*WHAT YOU WILL DO*: Every line of the material below, from the top through the line with "Tag the black", should be reproduced exactly.

BEGIN

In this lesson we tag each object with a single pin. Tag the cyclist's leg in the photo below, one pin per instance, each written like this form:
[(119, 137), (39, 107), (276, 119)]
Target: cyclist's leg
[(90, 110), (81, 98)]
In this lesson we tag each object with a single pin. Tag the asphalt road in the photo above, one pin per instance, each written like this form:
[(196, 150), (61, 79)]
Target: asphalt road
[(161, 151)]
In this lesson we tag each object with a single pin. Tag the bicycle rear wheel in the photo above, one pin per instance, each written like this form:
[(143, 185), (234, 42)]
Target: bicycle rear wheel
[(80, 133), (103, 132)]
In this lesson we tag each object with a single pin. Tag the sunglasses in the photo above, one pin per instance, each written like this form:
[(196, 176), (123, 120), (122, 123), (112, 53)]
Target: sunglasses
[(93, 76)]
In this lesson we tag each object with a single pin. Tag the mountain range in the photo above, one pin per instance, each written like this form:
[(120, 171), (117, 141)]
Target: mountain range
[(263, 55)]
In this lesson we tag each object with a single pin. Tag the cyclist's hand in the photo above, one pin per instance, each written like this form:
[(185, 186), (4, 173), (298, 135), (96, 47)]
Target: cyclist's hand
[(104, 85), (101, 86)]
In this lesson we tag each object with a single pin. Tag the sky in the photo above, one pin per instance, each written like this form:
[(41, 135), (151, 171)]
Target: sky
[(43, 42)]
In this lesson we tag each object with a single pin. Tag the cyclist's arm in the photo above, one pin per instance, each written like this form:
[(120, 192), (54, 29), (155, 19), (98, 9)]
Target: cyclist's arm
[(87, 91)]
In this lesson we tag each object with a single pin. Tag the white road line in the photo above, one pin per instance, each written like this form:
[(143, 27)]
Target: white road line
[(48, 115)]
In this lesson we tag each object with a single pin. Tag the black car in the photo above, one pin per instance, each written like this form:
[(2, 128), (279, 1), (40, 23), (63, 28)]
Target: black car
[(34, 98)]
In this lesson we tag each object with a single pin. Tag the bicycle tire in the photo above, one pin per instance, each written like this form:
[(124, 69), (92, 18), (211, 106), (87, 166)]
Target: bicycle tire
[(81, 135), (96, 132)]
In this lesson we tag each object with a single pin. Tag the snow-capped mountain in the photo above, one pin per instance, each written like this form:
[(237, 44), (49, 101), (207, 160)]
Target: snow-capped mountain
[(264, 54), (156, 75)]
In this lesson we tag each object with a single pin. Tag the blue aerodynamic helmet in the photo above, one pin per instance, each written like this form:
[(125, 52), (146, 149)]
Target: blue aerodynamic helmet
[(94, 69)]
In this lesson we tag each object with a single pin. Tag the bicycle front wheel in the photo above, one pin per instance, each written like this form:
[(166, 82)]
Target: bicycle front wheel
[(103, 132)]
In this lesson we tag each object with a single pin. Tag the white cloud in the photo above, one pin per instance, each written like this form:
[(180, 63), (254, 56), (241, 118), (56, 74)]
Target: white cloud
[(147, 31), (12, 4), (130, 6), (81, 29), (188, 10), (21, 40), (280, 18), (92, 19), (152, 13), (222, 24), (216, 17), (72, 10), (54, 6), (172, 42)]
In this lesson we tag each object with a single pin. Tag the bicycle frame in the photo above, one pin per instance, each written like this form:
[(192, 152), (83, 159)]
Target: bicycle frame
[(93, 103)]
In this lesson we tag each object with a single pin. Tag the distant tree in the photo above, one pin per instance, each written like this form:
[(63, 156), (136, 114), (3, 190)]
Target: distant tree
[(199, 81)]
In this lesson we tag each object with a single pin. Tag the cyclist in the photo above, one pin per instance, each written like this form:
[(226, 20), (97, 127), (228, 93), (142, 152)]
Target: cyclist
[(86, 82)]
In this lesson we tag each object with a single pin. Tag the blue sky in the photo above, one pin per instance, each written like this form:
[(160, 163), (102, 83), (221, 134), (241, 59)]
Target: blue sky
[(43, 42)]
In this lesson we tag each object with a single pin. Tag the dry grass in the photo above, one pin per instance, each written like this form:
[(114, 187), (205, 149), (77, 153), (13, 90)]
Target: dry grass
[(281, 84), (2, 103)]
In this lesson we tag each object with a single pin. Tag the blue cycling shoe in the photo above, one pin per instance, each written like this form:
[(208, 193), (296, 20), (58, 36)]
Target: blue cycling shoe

END

*RESULT BELOW*:
In this lesson we tag each object with a single pin. Tag the cyclist's leg in the photo below, one pin per instance, each written like this form:
[(119, 137), (39, 107), (276, 119)]
Target: cyclist's leg
[(90, 110), (81, 98)]
In this lesson we tag each object with a single pin. Tag the asphalt road in the photo above, one pin per instance, each written like this form:
[(196, 150), (61, 79)]
Target: asphalt road
[(161, 151)]
In this lesson we tag each object with a single pin. Tag the bicycle rear wheel in the photo above, one pin per instance, each written like this form:
[(143, 185), (234, 42)]
Target: bicycle rear wheel
[(80, 133), (103, 132)]
In this lesson we tag each object with a single pin. Tag the sunglasses in the photo above, one pin per instance, each written like this form:
[(196, 176), (123, 120), (122, 123), (112, 53)]
Target: sunglasses
[(93, 76)]
In this lesson we tag each object with a single pin. Tag the mountain range in the photo above, one pin per instance, each written like this form:
[(120, 171), (117, 141)]
Target: mountain range
[(263, 55)]
In this lesson we tag each object with a single pin. Tag the cyclist's hand in the photo above, one pin per instance, each written like this form:
[(185, 186), (4, 173), (298, 135), (96, 47)]
Target: cyclist's hand
[(104, 85), (101, 86)]
In this lesson we tag each object with a single pin. Tag the sky in the photo above, one pin per instance, each written like this form:
[(41, 135), (151, 171)]
Target: sky
[(43, 42)]
In this lesson we tag each object with a single pin. Tag the cyclist's arm in the photo above, one pin per instance, each written like this form:
[(120, 192), (54, 29), (155, 19), (98, 9)]
Target: cyclist's arm
[(87, 91)]
In this lesson we tag each object with a single pin. Tag the white road line in the photo above, one pin per instance, each written like this form:
[(143, 27)]
Target: white road line
[(48, 115)]
In this lesson we tag each object with a single pin. Tag the black car in the photo above, one pin per instance, each written like this form:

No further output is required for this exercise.